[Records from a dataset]

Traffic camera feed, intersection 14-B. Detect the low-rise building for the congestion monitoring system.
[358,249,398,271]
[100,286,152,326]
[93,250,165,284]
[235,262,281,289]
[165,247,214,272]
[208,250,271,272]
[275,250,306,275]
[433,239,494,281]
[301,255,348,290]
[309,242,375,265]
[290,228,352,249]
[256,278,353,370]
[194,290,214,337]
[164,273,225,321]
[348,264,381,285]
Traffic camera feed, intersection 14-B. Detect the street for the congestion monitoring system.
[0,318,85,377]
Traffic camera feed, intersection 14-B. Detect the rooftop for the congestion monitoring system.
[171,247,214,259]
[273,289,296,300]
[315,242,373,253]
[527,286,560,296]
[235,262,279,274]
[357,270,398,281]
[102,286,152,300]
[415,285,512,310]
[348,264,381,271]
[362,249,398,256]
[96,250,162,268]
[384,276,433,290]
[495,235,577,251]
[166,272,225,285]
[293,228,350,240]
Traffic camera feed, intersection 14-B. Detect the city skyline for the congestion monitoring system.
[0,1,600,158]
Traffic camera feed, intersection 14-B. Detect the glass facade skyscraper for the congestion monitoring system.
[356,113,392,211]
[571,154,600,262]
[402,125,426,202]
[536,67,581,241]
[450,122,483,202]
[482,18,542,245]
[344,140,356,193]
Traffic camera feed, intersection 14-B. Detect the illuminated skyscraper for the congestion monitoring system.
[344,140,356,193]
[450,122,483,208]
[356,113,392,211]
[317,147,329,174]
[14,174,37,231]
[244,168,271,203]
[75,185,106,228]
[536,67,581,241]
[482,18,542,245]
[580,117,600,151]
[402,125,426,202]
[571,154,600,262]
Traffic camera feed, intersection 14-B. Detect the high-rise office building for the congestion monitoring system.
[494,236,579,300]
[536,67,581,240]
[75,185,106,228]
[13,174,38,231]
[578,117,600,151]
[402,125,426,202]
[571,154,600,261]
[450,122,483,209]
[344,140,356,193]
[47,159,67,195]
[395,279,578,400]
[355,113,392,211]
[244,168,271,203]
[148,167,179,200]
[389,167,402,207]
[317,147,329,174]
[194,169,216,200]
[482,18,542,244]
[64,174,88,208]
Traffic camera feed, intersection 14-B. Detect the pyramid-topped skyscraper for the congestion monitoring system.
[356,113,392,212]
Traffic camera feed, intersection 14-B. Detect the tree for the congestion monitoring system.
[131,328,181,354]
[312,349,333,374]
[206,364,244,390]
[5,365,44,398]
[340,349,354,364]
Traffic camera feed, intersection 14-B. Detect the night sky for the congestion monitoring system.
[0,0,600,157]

DO THIS | Write out all the lines again, swapping "congestion monitoring system" for "traffic planning system" each time it appears and leaving everything else the same.

FINAL RESULT |
Traffic camera feed, intersection 14-B. Detect the low-rise building for the traffic planning system.
[358,249,398,271]
[100,286,152,326]
[93,250,165,284]
[235,262,281,289]
[165,247,214,272]
[208,250,271,272]
[275,250,306,275]
[433,239,494,281]
[301,255,348,290]
[309,242,375,265]
[290,228,352,249]
[256,278,353,370]
[194,290,214,337]
[164,273,225,321]
[348,264,381,285]
Traffic camera feed, intersection 14-B. Detect the street for the traffic planning system.
[0,318,85,377]
Traffic camera feed, intersection 14-B. Detect the rooftop for the traffic planning system.
[171,247,214,259]
[273,289,296,300]
[315,242,373,253]
[527,286,560,296]
[235,262,279,274]
[357,270,398,281]
[102,286,152,300]
[415,285,512,310]
[348,264,381,271]
[362,249,398,256]
[96,250,162,268]
[384,276,433,290]
[495,235,577,251]
[166,272,225,285]
[293,228,350,240]
Traffic camera feed, intersection 14-B. Detect the city skyline for the traffic planning system.
[0,1,600,158]
Traffic camera feed, intersection 14-B. Detect the glass facade skyscraper for the traffic planning system.
[356,113,392,211]
[571,154,600,262]
[402,125,426,202]
[536,67,581,241]
[450,122,483,202]
[482,18,542,245]
[344,140,356,193]
Traffic camera feed, intersection 14-B. Detect the illuminated skyscraper for the traffic planning system.
[344,140,356,193]
[450,122,483,208]
[356,113,392,211]
[317,147,329,174]
[14,174,37,231]
[244,168,271,203]
[75,185,106,228]
[536,67,581,241]
[482,18,542,245]
[580,117,600,151]
[402,125,426,202]
[571,154,600,262]
Traffic camera feed, intersection 14-B. Detect the high-rise office building for the traffic planning system.
[494,236,579,300]
[536,67,581,240]
[75,185,106,228]
[13,174,38,231]
[578,117,600,151]
[402,125,426,202]
[571,154,600,261]
[450,122,483,209]
[344,140,356,193]
[47,159,67,195]
[395,279,578,400]
[355,113,392,211]
[244,168,271,203]
[148,167,179,200]
[389,167,402,207]
[317,147,329,174]
[194,169,216,200]
[482,18,542,244]
[64,174,88,208]
Traffic camera feed, intersection 14-B. Detect the pyramid-topped skyscraper for the traffic planning system.
[356,113,392,212]
Traffic camera feed, intersection 14-B. Detect the tree for the traffic planning system.
[131,328,181,354]
[312,349,333,374]
[206,364,244,390]
[5,365,44,398]
[340,349,354,364]
Traffic camera feed, intersection 14-B. Detect the night sky for the traffic planning system.
[0,0,600,157]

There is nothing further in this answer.